=== Data extract ===

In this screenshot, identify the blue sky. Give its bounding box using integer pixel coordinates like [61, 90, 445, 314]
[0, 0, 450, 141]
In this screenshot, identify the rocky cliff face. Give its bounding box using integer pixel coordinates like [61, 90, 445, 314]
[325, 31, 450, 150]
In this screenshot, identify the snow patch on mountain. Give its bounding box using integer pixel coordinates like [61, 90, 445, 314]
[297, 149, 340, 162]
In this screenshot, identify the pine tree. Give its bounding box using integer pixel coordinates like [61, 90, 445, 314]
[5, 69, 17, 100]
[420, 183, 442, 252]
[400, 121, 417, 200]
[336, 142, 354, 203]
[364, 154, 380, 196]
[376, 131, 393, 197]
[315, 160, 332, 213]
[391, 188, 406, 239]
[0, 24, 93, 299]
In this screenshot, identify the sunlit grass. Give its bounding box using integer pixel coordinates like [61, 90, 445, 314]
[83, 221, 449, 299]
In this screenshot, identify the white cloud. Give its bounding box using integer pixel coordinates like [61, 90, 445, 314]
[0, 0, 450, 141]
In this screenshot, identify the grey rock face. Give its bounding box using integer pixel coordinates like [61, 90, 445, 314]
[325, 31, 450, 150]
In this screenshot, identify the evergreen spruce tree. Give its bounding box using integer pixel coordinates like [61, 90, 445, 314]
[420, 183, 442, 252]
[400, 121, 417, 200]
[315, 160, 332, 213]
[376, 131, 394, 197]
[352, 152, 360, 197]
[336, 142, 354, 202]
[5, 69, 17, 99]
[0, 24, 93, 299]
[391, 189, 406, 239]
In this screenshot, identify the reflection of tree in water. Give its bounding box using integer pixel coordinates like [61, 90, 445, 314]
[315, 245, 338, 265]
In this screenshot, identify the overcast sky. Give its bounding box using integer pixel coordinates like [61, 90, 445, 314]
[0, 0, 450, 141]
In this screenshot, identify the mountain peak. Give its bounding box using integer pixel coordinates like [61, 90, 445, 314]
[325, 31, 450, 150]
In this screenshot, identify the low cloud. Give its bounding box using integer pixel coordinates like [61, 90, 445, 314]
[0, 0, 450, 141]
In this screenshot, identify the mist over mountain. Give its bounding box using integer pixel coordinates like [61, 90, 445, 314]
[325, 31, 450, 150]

===

(Exercise instructions) Quote every entry above word for word, leaving nothing out and adding nothing.

(Solution for this task)
In this screenshot, identify the blue sky. Give its bounding box using integer pixel coordinates like [61, 90, 445, 314]
[0, 0, 450, 141]
In this screenshot, identify the rocky cliff face. Give its bounding box using integer pixel coordinates like [61, 90, 445, 314]
[325, 31, 450, 150]
In this screenshot, identify the snow patch on mountain. Give its bounding box using integer pixel coordinates like [61, 90, 445, 314]
[297, 149, 340, 162]
In this screenshot, identify the pine tree. Give its bounding box using integer pixel coordinates like [61, 90, 445, 314]
[5, 69, 17, 100]
[420, 183, 442, 252]
[400, 121, 417, 200]
[336, 142, 354, 203]
[364, 154, 380, 196]
[376, 131, 393, 197]
[315, 160, 332, 213]
[391, 188, 406, 239]
[0, 24, 93, 299]
In this screenshot, identify the sunlit grass. Give its bounding box using integer pixel coordinates like [61, 90, 445, 314]
[83, 221, 449, 299]
In this screenshot, identify the white cloud. Give its bounding box using integer pixel coordinates like [61, 90, 445, 314]
[0, 0, 450, 141]
In this screenshot, identify the grey rock face. Give its bounding box using integer pixel coordinates like [61, 90, 445, 314]
[325, 31, 450, 150]
In this screenshot, identify the evergreen spruce tree. Give its bounding box using integer pixel coordinates like [61, 90, 445, 314]
[420, 183, 442, 252]
[400, 121, 417, 200]
[315, 160, 332, 213]
[376, 131, 394, 197]
[352, 152, 360, 197]
[336, 142, 354, 202]
[5, 69, 17, 99]
[0, 24, 93, 299]
[391, 189, 406, 239]
In this screenshot, identify the reflection of tree in water. Give its bounding box using integer pixel coordinates like [61, 90, 445, 314]
[315, 245, 338, 265]
In this screenshot, identify the overcast sky. Give its bounding box using integer pixel coordinates like [61, 90, 445, 314]
[0, 0, 450, 141]
In this screenshot, identify the mountain peak. Give its bounding box using integer pixel coordinates like [61, 90, 445, 314]
[325, 31, 450, 150]
In this screenshot, identify the low cloud. Give its bounding box using integer pixel coordinates like [61, 90, 445, 314]
[0, 0, 450, 141]
In this screenshot, identify the mist over mountain. Give its bounding box using integer pixel coordinates like [61, 90, 445, 314]
[325, 31, 450, 150]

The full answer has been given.